* Supplied passage
════
# Where to buy cheap carboys



## gotplz2

Does anybody know a place to get around 10 carboys cheap. All the places I have found online want $30 + for one.


----------



## Sacalait

You could always use plastic water bottles. Less expensive, lighter, easier to store and they work just as well as glass for short term storage.


----------



## cpfan

freecycle, craigslist, kijiji, garage sales

Steve


----------



## Benjo's Mom

For small batches, I have found the 4 liter Carlo Rossi bottles are great. A number 6 bung for the airlock. You can get them from friends or bottle recycling places. Follow directions for 1 gallon batches, increasing slightly to account for about an extra quart.


----------



## wines just fine

Actually there are 3.7854118 litres in a U.S. gallon 

Almost enough to call it 4 litres.


----------



## Tom

gotplz2 said:


> Does anybody know a place to get around 10 carboys cheap. All the places I have found online want $30 + for one.



If you can get a 6 gallon carboy for $30 THAT IS CHEAP!
6 gallon Better Bottles are a little cheaper than glass.


----------



## B-well4200

I usually go to my local winery and buy used carboys from him.


----------



## smurfe

Since they quit making carboys in Mexico we have had to buy Italian carboys. Mexican carboys were a lot cheaper due to lower wages but more due to NAFTA. With the Italian carboys they pay much higher wages plus shipping and taxes. It all trickles down to us. Used to really tork me off when people griped about NAFTA saying it was taking American jobs away but in the next breath they would gripe about the price of something. About 3 years ago you could buy a 6 gallon Mexican carboy for $17.00. Better Bottles used to cost twice what a Mexican carboy cost. In regard to the OP question, like said, check Craigslist if you have a local site. Thats your best bet to find on the cheap.
════
* Dataset excerpt
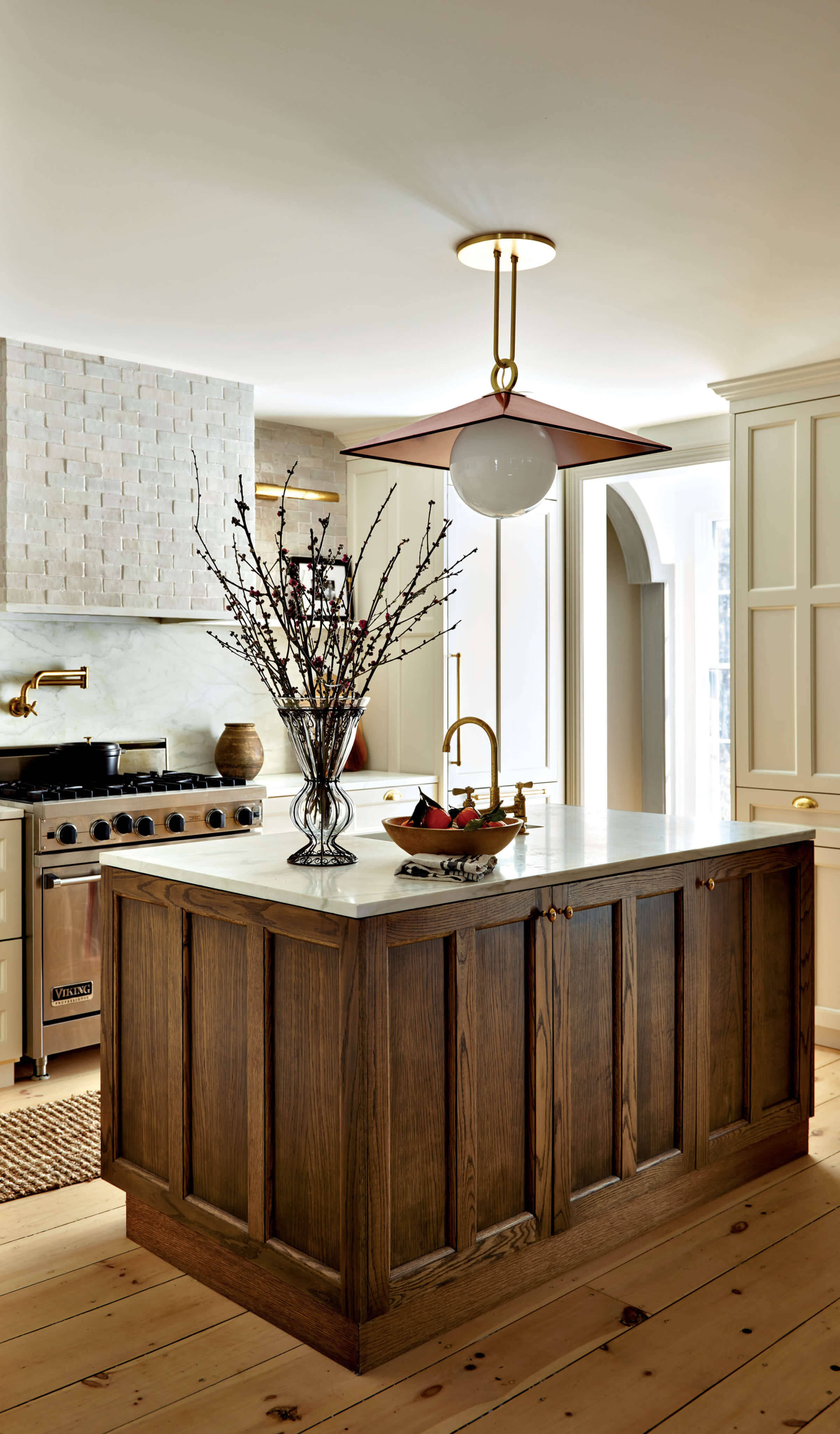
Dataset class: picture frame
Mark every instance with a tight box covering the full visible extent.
[288,554,353,621]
════
* Tasks and exercises
1. Answer these about the carboy thread:
(a) What price do the online sellers want for one carboy?
(b) What number bung goes with the 4 liter Carlo Rossi bottles for the airlock?
(c) About three years ago, what did a 6 gallon Mexican carboy cost?
2. Switch "winery" to "brewery" in the carboy thread, then write out the thread from "## B-well4200" to "on the cheap.".
The listing has nothing to do with the carboy thread.

* Written answers
1.
(a) $30 or more.
(b) A number 6 bung.
(c) $17.00.

2.
## B-well4200

I usually go to my local brewery and buy used carboys from him.


----------



## smurfe

Since they quit making carboys in Mexico we have had to buy Italian carboys. Mexican carboys were a lot cheaper due to lower wages but more due to NAFTA. With the Italian carboys they pay much higher wages plus shipping and taxes. It all trickles down to us. Used to really tork me off when people griped about NAFTA saying it was taking American jobs away but in the next breath they would gripe about the price of something. About 3 years ago you could buy a 6 gallon Mexican carboy for $17.00. Better Bottles used to cost twice what a Mexican carboy cost. In regard to the OP question, like said, check Craigslist if you have a local site. Thats your best bet to find on the cheap.